## SOURCE EXTRACT

--

The Final Rip: N

Here is where I talk a little about various artists whose music I own. (S/T means self-titled.)

Since MTV was a big part of my early music experience, I tried to find videos of one song for each band just for fun. Apologies in advance for some of the more lurid examples, I mostly picked them based on the song, not on the video content!

Complete(ish) Collections

Nine Inch Nails (1989 Pretty Hate Machine, 1990 Head Like a Hole, 1990 Sin, 1992 Broken, 1992 Fixed, 1994 Closer to God, 1994 March of the Pigs, 1994 The Downward Spiral, 1995 Further Down the Spiral, 1996 Quake, 1996 “The Perfect Drug” Versions, 1999 The Day the World Went Away, 1999 The Fragile, 2000 Things Falling Apart, 2005 With Teeth, 2006 Every Day Is Exactly the Same, 2007 Y34RZ3R0R3M1X3D, 2007 Year Zero, 2008 Ghosts I-IV, 2008 The Slip, 2013 Hesitation Marks) — Right around the time I went to college and had just been inducted into the industrial scene, Nine Inch Nails appeared and for a long while was my go-to industrial band. I spent many hours listening to Pretty Hate Machine and the super-extended Head Like a Hole single on my headphones while I worked my library shelving job. My personal NiN experience probably peaked with Broken/Fixed and The Downward Spiral, but I still very much enjoy their music and appreciate the soundtrack work they’ve been involved with recently.

--

## WRITTEN INSTRUCTION 1
In the listing, rewrite the lines starting with the line that contains "Where can the sea water be found here?" and going on through the line that contains "[[482, 304], [788, 437], [887, 437], [574, 187]]", substituting "spar" for each occurrence of "mast" and leaving everything else unchanged.

--

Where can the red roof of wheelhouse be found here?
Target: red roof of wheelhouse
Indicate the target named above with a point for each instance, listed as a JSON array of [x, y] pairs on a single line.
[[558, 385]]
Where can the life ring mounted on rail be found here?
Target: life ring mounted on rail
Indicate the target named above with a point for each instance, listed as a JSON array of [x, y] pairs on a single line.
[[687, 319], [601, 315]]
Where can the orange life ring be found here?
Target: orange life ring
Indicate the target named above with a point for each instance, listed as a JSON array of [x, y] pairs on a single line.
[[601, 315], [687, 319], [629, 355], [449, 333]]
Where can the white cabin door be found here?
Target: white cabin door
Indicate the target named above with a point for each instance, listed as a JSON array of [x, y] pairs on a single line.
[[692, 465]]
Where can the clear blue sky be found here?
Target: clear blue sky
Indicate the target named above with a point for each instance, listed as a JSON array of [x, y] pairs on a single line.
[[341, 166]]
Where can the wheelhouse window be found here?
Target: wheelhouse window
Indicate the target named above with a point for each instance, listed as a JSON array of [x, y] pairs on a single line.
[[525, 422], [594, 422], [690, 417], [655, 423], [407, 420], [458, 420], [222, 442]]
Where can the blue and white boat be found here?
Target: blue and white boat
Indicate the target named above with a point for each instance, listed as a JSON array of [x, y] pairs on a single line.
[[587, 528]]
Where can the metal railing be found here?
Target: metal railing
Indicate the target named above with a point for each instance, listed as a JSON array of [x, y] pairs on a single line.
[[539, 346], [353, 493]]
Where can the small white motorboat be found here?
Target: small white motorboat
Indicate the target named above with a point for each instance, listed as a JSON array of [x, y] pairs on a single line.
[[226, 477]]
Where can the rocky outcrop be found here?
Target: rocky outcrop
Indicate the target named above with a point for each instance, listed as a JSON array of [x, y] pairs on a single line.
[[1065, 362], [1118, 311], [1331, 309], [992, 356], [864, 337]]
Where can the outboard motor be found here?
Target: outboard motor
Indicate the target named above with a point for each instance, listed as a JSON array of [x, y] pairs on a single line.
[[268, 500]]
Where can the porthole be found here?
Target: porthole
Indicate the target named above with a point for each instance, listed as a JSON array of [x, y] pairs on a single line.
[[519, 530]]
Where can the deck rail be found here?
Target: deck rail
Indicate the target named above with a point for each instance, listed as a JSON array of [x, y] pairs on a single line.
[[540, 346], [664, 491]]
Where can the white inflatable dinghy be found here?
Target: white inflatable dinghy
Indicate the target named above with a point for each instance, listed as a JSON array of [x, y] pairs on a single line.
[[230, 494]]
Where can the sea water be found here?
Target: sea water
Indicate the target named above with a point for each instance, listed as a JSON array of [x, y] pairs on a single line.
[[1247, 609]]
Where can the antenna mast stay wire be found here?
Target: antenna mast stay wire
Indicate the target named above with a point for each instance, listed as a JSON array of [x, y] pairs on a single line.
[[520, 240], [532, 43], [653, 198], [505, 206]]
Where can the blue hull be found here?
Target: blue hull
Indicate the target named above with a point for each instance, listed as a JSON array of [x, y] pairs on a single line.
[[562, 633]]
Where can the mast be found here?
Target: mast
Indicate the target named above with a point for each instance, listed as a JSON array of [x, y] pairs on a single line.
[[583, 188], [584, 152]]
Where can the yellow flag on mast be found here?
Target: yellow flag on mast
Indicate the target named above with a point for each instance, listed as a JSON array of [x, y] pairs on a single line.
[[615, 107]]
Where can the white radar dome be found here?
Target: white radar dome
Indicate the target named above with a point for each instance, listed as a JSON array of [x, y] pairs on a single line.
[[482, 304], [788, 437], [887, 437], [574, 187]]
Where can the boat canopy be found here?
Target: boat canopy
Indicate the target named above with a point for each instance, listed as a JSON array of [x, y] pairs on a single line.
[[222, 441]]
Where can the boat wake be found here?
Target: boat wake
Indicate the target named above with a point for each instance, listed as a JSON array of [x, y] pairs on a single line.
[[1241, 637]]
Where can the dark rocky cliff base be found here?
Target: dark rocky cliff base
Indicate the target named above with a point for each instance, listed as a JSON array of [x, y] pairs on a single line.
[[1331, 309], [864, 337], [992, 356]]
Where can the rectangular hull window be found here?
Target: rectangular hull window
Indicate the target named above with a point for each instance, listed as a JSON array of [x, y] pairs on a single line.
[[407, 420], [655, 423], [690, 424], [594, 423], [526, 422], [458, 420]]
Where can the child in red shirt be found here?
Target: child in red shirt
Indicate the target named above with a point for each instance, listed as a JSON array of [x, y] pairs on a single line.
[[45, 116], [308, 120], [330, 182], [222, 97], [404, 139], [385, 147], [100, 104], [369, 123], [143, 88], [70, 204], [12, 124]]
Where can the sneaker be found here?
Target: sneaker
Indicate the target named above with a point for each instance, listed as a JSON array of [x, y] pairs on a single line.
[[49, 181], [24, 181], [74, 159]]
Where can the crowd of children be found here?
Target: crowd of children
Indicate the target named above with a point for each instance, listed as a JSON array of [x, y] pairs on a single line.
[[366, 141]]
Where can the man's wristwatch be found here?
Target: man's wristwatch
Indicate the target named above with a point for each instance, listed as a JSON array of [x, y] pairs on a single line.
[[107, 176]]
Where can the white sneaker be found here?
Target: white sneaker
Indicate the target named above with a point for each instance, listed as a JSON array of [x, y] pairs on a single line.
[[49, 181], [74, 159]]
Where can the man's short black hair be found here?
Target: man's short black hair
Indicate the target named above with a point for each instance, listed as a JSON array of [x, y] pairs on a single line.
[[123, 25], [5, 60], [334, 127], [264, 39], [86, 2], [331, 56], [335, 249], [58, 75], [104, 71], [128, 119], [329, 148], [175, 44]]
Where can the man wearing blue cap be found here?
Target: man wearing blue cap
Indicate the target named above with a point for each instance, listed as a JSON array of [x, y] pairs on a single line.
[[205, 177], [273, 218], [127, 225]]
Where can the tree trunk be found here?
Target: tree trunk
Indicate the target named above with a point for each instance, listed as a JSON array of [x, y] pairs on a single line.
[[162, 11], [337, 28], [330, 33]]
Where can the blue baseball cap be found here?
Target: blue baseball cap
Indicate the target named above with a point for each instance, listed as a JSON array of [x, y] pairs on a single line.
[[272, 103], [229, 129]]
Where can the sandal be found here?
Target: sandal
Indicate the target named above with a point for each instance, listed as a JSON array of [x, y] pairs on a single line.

--

## WRITTEN INSTRUCTION 2
Answer these questions about the music collection page:
(a) What does the abbreviation S/T stand for?
(b) At what job did the writer listen to Pretty Hate Machine on headphones?
(c) What year is listed for The Downward Spiral?

## EXERCISE RESULT 1
Where can the sea water be found here?
Target: sea water
Indicate the target named above with a point for each instance, listed as a JSON array of [x, y] pairs on a single line.
[[1247, 609]]
Where can the antenna spar stay wire be found here?
Target: antenna spar stay wire
Indicate the target named above with a point for each instance, listed as a JSON array of [x, y] pairs on a single line.
[[520, 240], [532, 43], [653, 198], [505, 206]]
Where can the blue hull be found here?
Target: blue hull
Indicate the target named above with a point for each instance, listed as a JSON array of [x, y] pairs on a single line.
[[562, 633]]
Where can the spar be found here?
Target: spar
Indicate the target named above with a point for each instance, listed as a JSON array of [x, y] pairs on a single line.
[[583, 188], [584, 152]]
Where can the yellow flag on spar be found here?
Target: yellow flag on spar
Indicate the target named above with a point for each instance, listed as a JSON array of [x, y] pairs on a single line.
[[615, 107]]
Where can the white radar dome be found here?
Target: white radar dome
Indicate the target named above with a point for each instance, listed as a JSON array of [x, y] pairs on a single line.
[[482, 304], [788, 437], [887, 437], [574, 187]]

## EXERCISE RESULT 2
(a) Self-titled.
(b) A library shelving job.
(c) 1994.